*Try it*
Quote the passage below about the spring festival's charities, planning, and lineup in full, word for word.

+++ Excerpted passage

Hooker said that without the festival, the Johns Hopkins Cleft and Craniofacial Center would not have been able to have their summer camp. Forty wishes would have gone ungranted for the Make-A-Wish Foundation of the Mid-Atlantic. Fifty Maryland athletes would not have been able to go to the Special Olympics.

Planning for the event, which also benefits We Care and Friends, usually begins in September, with artists booked early for the Saturday and Sunday lineups. With corporate sponsorship down, planning for the spring weekend — May 18 and 19 this year — started only in mid-February, after Hooker decided to support it out of pocket.

The late date has made planning harder, but, according to Chesapeake Bay Events coordinator Tina Bell, this year’s lineup is looking better than ever. Jerry Lee Lewis, the Fabulous Thunderbirds, Kenny Wayne Shepard and Double Trouble will play.

++++++
+++ Extracted records

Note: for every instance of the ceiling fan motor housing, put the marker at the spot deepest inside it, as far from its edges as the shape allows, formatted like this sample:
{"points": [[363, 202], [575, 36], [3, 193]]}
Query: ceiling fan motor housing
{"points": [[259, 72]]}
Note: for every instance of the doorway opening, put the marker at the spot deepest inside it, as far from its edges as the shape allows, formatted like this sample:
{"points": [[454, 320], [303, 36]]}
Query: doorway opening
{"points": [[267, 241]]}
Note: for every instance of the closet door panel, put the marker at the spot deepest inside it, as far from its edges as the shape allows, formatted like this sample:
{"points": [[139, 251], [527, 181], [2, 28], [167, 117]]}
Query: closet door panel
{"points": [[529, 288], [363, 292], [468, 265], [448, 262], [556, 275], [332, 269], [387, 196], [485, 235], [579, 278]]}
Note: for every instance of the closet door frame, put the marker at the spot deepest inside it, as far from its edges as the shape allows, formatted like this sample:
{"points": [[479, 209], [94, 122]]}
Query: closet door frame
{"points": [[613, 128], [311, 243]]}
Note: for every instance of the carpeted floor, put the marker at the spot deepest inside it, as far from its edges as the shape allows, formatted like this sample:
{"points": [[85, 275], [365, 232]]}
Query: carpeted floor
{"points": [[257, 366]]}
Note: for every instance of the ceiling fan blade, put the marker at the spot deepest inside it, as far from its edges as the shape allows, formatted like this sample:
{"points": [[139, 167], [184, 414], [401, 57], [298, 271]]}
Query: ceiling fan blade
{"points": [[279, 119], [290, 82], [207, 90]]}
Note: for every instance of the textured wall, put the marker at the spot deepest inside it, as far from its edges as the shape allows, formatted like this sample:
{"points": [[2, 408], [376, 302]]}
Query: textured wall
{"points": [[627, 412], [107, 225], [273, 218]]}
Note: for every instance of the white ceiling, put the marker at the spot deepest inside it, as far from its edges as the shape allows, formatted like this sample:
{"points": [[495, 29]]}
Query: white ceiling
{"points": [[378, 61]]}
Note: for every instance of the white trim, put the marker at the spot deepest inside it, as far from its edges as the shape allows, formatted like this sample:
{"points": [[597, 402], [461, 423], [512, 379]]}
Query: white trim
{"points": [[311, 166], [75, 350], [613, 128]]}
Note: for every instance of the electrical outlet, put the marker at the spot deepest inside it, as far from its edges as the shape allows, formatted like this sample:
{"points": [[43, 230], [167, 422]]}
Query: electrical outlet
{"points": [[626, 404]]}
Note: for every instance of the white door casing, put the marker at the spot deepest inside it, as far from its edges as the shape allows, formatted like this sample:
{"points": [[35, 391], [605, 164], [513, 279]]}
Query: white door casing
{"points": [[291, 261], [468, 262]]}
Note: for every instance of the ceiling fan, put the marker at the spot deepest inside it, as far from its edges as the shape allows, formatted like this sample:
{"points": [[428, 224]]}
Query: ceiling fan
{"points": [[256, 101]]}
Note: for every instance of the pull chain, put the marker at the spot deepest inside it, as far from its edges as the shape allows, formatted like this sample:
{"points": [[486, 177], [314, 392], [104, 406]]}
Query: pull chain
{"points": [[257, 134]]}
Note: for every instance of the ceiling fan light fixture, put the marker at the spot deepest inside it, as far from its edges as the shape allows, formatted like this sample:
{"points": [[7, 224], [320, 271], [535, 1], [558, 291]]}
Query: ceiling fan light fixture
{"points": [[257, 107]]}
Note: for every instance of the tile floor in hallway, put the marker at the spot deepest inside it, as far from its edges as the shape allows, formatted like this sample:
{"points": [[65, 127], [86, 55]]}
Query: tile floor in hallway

++++++

*Task answer*
Hooker said that without the festival, the Johns Hopkins Cleft and Craniofacial Center would not have been able to have their summer camp. Forty wishes would have gone ungranted for the Make-A-Wish Foundation of the Mid-Atlantic. Fifty Maryland athletes would not have been able to go to the Special Olympics.

Planning for the event, which also benefits We Care and Friends, usually begins in September, with artists booked early for the Saturday and Sunday lineups. With corporate sponsorship down, planning for the spring weekend — May 18 and 19 this year — started only in mid-February, after Hooker decided to support it out of pocket.

The late date has made planning harder, but, according to Chesapeake Bay Events coordinator Tina Bell, this year’s lineup is looking better than ever. Jerry Lee Lewis, the Fabulous Thunderbirds, Kenny Wayne Shepard and Double Trouble will play.